Can you put each line of the material below into a JSON list of strings, one string per line, with the blank lines left out?

(Excerpts from annotation records)

>> start

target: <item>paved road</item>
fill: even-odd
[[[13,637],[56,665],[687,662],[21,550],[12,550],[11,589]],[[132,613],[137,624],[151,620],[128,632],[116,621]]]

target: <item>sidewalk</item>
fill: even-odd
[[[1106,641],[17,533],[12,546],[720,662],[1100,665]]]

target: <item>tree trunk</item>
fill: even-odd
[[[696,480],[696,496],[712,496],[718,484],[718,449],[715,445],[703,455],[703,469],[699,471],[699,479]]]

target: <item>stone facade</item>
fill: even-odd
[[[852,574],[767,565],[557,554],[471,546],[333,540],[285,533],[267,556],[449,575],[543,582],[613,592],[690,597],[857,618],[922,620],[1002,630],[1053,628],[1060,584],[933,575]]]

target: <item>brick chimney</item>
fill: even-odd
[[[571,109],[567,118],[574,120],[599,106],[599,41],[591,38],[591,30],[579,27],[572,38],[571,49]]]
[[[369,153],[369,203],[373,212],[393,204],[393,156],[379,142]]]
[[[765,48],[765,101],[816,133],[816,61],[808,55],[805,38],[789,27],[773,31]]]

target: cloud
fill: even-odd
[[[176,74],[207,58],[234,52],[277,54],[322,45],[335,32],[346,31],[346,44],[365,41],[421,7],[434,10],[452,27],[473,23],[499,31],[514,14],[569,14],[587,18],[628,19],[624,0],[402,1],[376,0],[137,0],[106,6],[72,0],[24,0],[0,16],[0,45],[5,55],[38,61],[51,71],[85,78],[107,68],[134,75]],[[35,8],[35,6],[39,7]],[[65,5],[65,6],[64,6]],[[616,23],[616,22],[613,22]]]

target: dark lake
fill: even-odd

>> end

- Solved exercise -
[
  "target: <item>paved road</item>",
  "fill: even-odd",
  "[[[13,637],[56,665],[687,662],[21,550],[12,550],[11,589]],[[132,613],[137,624],[151,620],[128,632],[116,621]]]",
  "target: <item>sidewalk</item>",
  "fill: even-odd",
  "[[[1106,641],[17,533],[12,546],[720,662],[1100,665]]]",
  "target: <item>tree trunk</item>",
  "fill: even-odd",
  "[[[696,480],[696,496],[712,496],[718,484],[718,449],[715,445],[703,455],[703,469],[699,471],[699,479]]]",
  "target: <item>stone facade</item>",
  "fill: even-odd",
  "[[[852,574],[767,565],[557,554],[471,546],[333,540],[285,533],[267,556],[449,575],[543,582],[613,592],[690,597],[857,618],[922,620],[1002,630],[1053,628],[1060,584],[933,575]]]",
  "target: <item>brick chimney</item>",
  "fill: even-odd",
  "[[[571,109],[567,118],[574,120],[599,106],[599,41],[591,38],[591,30],[579,27],[572,38],[571,49]]]",
  "[[[369,153],[369,203],[373,212],[393,204],[393,156],[379,142]]]",
  "[[[765,48],[765,101],[816,133],[816,61],[808,55],[805,38],[789,27],[773,31]]]",
  "target: cloud",
  "fill: even-odd",
  "[[[176,74],[207,58],[234,52],[277,54],[322,45],[335,32],[346,31],[346,44],[365,41],[421,7],[434,10],[452,27],[473,23],[499,31],[514,14],[569,14],[587,18],[628,19],[624,0],[402,1],[376,0],[137,0],[106,6],[72,0],[24,0],[0,16],[0,45],[5,55],[38,61],[51,71],[85,78],[107,68],[134,75]],[[35,8],[35,6],[39,7]],[[65,5],[65,6],[64,6]],[[616,23],[616,22],[613,22]]]",
  "target: dark lake",
  "fill: even-odd"
]